> [Requirement]
Without the pictures, can you quote each line below exactly?

Image box annotation records

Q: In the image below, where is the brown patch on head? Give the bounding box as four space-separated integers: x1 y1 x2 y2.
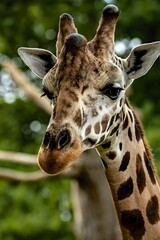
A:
136 154 146 193
101 141 111 148
85 125 92 136
38 135 82 174
146 195 160 224
110 123 120 136
83 138 97 147
106 151 117 160
121 209 146 240
92 108 98 118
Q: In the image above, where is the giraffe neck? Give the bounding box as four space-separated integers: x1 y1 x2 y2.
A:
97 100 160 240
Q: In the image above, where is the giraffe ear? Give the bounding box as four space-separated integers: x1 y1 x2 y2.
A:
18 47 57 78
124 42 160 80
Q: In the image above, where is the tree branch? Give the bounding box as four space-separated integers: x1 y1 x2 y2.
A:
1 61 51 114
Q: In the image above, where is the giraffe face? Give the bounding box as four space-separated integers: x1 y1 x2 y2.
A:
38 34 125 174
18 5 160 174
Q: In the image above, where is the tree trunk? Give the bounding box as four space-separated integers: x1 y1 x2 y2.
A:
72 150 122 240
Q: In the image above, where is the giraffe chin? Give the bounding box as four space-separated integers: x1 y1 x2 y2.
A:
38 139 82 175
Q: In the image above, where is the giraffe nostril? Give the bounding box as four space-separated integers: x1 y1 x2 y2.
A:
43 132 51 146
56 130 71 149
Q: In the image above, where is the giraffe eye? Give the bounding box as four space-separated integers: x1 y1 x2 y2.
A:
103 85 123 100
41 88 54 100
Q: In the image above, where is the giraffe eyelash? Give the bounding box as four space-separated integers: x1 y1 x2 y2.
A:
41 88 56 101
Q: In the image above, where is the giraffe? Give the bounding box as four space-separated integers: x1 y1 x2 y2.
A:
18 5 160 240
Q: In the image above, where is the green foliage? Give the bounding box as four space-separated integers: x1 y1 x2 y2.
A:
0 0 160 240
0 180 75 240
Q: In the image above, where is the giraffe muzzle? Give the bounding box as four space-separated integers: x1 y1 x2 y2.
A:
38 129 82 174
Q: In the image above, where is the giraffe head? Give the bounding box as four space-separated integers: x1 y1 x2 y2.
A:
18 5 160 174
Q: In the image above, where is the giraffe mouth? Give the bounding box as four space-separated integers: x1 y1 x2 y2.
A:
38 135 83 175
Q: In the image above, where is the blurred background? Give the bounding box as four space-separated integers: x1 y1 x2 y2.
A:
0 0 160 240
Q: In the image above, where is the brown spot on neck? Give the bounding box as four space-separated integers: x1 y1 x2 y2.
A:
136 154 146 193
121 209 146 240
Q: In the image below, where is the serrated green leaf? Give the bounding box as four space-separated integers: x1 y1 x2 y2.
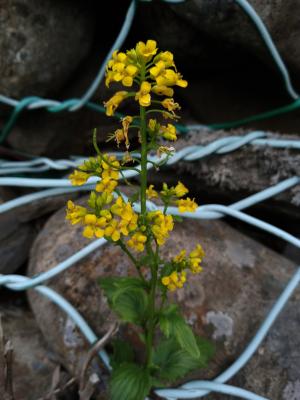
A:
128 191 140 203
172 315 200 358
196 336 216 367
110 363 152 400
153 338 203 383
172 214 183 222
159 305 200 358
110 339 134 368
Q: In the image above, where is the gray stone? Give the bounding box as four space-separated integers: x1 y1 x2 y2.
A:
28 194 300 400
0 0 94 98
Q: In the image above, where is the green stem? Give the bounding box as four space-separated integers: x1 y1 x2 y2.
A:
118 240 146 283
140 106 147 223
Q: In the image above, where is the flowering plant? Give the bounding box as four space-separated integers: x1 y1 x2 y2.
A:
66 40 213 400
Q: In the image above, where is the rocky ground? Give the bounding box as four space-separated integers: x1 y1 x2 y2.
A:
0 0 300 400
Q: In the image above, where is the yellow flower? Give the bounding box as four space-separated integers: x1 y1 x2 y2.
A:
104 219 121 242
174 182 189 197
155 68 188 88
149 61 166 79
156 146 176 157
95 178 118 193
110 196 138 235
109 129 126 147
189 244 205 274
154 51 176 69
104 91 128 117
160 124 177 141
173 249 186 263
148 118 159 132
135 40 158 61
105 50 138 87
101 154 120 180
161 271 186 292
135 81 151 107
127 232 147 252
151 85 174 97
122 115 133 149
177 197 198 212
69 169 91 186
190 258 203 274
161 98 181 111
147 210 174 246
190 244 205 259
66 200 87 225
82 214 107 239
146 185 158 199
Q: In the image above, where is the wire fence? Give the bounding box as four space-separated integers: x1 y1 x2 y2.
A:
0 0 300 400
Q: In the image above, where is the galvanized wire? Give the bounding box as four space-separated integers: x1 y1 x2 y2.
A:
0 0 300 400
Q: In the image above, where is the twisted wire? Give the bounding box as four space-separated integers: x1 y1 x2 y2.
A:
0 131 300 175
0 0 300 143
0 0 300 400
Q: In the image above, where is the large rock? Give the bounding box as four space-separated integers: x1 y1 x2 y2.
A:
29 195 300 400
0 0 94 98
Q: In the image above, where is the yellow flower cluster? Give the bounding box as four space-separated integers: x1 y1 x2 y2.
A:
146 185 158 199
189 244 205 274
69 154 120 198
161 271 186 292
127 232 147 252
160 181 189 197
161 244 205 291
66 200 87 225
104 91 128 117
95 154 120 193
146 181 198 212
147 210 174 246
69 157 102 186
104 40 187 115
148 118 177 141
177 197 198 212
66 192 140 242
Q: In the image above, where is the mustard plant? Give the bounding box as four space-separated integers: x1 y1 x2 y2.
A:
66 40 213 400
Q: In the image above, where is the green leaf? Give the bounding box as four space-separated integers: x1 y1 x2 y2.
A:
110 339 134 368
172 315 200 358
172 214 183 222
196 336 216 367
112 289 148 325
128 191 140 203
110 363 152 400
159 305 200 358
100 277 148 325
153 338 203 383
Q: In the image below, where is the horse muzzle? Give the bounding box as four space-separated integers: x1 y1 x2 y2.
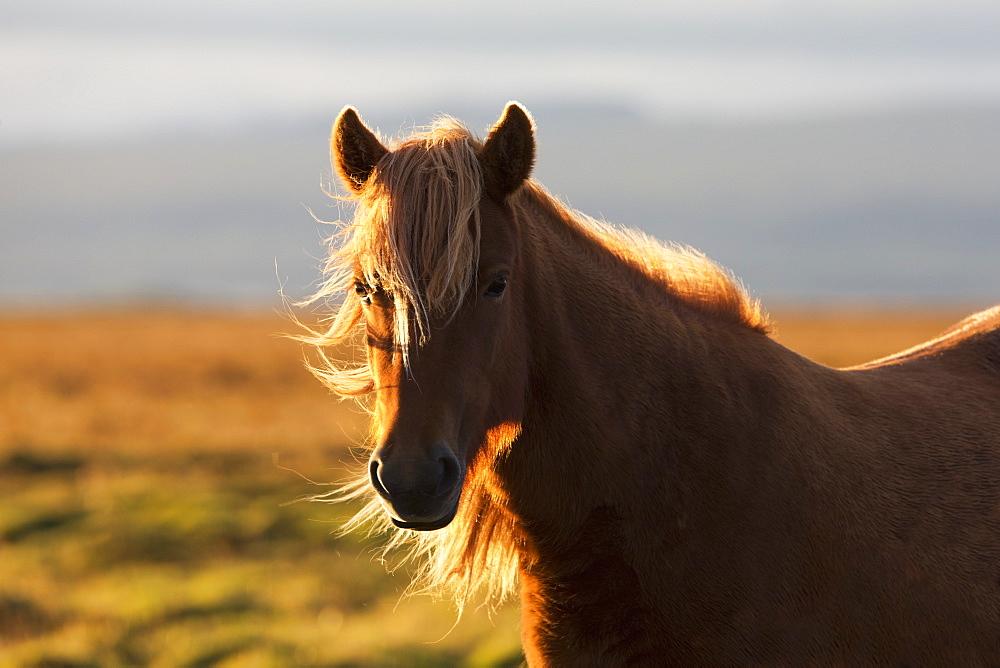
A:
369 443 465 531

> [Result for this task]
Q: In the image below, where is the brown patch on head? Give the bounding box as four space-separated integers: x1 y1 x2 y2.
A:
136 154 146 193
101 141 111 148
85 125 92 136
38 135 82 174
146 195 160 224
110 123 120 136
83 138 97 147
106 151 117 160
121 209 146 240
92 108 98 118
Q: In the image above, where is the giraffe neck? Give the bounding box as four space-separated integers: x1 y1 x2 y2.
A:
97 100 160 240
Q: In the image above, where is the giraffe ear? Give the bounding box as four space-separated integers: x1 y1 x2 y2.
A:
18 47 57 78
124 42 160 80
Q: In the image above, where is the tree branch? Give the bounding box as four space-separated integers: x1 y1 x2 y2.
A:
1 61 51 114
Q: In the image above, where is the giraffe face? Give the bounding box as four space-separated integers: x1 y1 x2 y2.
A:
38 34 125 174
18 5 160 174
Q: In the image above, where is the tree trunk? Give the bounding box as four space-separated integers: x1 y1 x2 y2.
A:
72 150 122 240
Q: In the image above, where is the giraffe chin? Give the bounding box as four space-separated integers: x1 y1 x2 y2.
A:
38 139 82 175
Q: In the image above, where is the giraffe nostril? Give the bounding box as four space-separated integers: x1 y1 x2 y2.
A:
43 132 51 146
56 130 71 149
Q: In the image above, where is the giraffe eye? Give the bounding box as four space-separated integers: x1 y1 x2 y2.
A:
103 85 123 100
41 88 54 100
Q: In the image above, where is the giraffe eyelash? Give the bounding box as four space-separated integers: x1 y1 x2 y2.
A:
41 88 56 101
Q: In the image above, where is the giraffe? Give the bounding box as four space-separated integers: x1 y1 x2 y2.
A:
18 5 160 240
Q: In the image above, where is the green foliage? Give the bounding box as four space-separated integers: x1 y1 x2 y2.
A:
0 0 160 240
0 180 75 240
Q: In the image above, where is the giraffe muzzle? Give the bounding box as four space-separated integers: x1 y1 x2 y2.
A:
38 129 82 174
Q: In the image above, where is the giraffe head? Give the bounding box as four space-separated integers: x1 y1 x2 y2.
A:
18 5 160 174
Q: In the image above, where is the giraffe mouth? Give the bounding box as four space-separated integers: x1 y1 x2 y2.
A:
38 135 83 175
Q: In the image above, where is the blurred background? Give the bounding box as four space-separated integers: x1 y1 x2 y2.
A:
0 0 160 240
Q: In the image above, where is the brown spot on neck? Give the bounding box as four space-separated integers: x1 y1 x2 y2.
A:
136 154 146 193
121 209 146 240
Q: In the image below, where is the serrated green leaf? Give the bounding box as four space-separated integers: x1 y1 x2 y2.
A:
128 191 140 203
172 315 200 358
196 336 216 367
110 363 152 400
153 338 203 383
172 214 183 222
159 305 200 358
110 339 134 368
Q: In the image above, where is the gray stone? Give the bounding box as four space-separated integers: x1 y1 x2 y2.
A:
28 194 300 400
0 0 94 98
Q: In the image above, where is the green stem? Give the bounding box as four space-separated integers: x1 y1 x2 y2.
A:
118 240 146 283
140 106 147 223
Q: In the image above, where is the flowering plant? Give the bounding box as four space-separated integers: x1 y1 x2 y2.
A:
66 40 213 400
Q: In the image above, where is the rocky ground? Give the bounding box as four space-separated integers: x1 y1 x2 y2.
A:
0 0 300 400
Q: In the image above, where is the yellow flower? Give the bounding box as four space-separated integers: x1 y1 x2 y2.
A:
104 219 121 242
174 182 189 197
155 68 188 88
149 61 166 79
156 146 176 157
95 178 118 193
110 196 138 235
109 129 126 147
189 244 205 274
154 51 176 69
104 91 128 117
160 124 177 141
173 249 186 263
148 118 159 132
135 40 158 61
105 50 138 87
101 154 120 180
161 271 186 292
135 81 151 107
127 232 147 252
151 85 174 97
122 115 133 149
177 197 198 212
69 169 91 186
190 258 203 274
161 98 181 111
147 210 174 246
190 244 205 259
66 200 87 225
82 214 107 239
146 185 158 199
Q: In the image above, where is the wire fence? Give the bounding box as four space-separated integers: x1 y1 x2 y2.
A:
0 0 300 400
Q: In the image above, where is the galvanized wire? Give the bounding box as four space-separated integers: x1 y1 x2 y2.
A:
0 0 300 400
Q: In the image above, where is the twisted wire? Give the bounding box as four space-separated integers: x1 y1 x2 y2.
A:
0 131 300 175
0 0 300 143
0 0 300 400
Q: In the image above, where is the large rock? Give the bounding box as four space-separated integers: x1 y1 x2 y2.
A:
29 195 300 400
0 0 94 98
Q: In the image above, where is the yellow flower cluster? Give the bounding box as four space-separated integers: x1 y1 x2 y2.
A:
146 185 158 199
189 244 205 274
69 154 120 198
161 271 186 292
127 232 147 252
160 181 189 197
161 244 205 291
66 200 87 225
104 91 128 117
95 154 120 193
146 181 198 212
147 210 174 246
69 157 102 186
104 40 187 115
148 118 177 141
177 197 198 212
66 192 140 242
Q: In the image above, where is the mustard plant? Give the bounding box as four space-separated integers: x1 y1 x2 y2.
A:
66 40 213 400
Q: In the image above, where is the green leaf? Give the bounding box as four space-separated integers: x1 y1 x2 y2.
A:
110 339 134 368
172 315 200 358
172 214 183 222
196 336 216 367
112 289 148 325
128 191 140 203
110 363 152 400
159 305 200 358
100 277 148 325
153 338 203 383
Q: In the image below, where is the horse muzzle? Give the bounding box as four space-separated integers: x1 y1 x2 y2.
A:
369 443 465 531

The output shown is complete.